◆ TASK PROMPT
Could each record be restated word for word?

[[ GIVEN RECORDS open ]]

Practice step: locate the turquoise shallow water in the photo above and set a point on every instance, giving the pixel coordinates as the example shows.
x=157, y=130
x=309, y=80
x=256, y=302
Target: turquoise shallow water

[[ GIVEN RECORDS closed ]]

◆ YOUR SOLUTION
Practice step: locate the turquoise shallow water in the photo above and set a point on every instance, giving the pixel coordinates as the example shows.
x=157, y=130
x=309, y=80
x=256, y=302
Target: turquoise shallow water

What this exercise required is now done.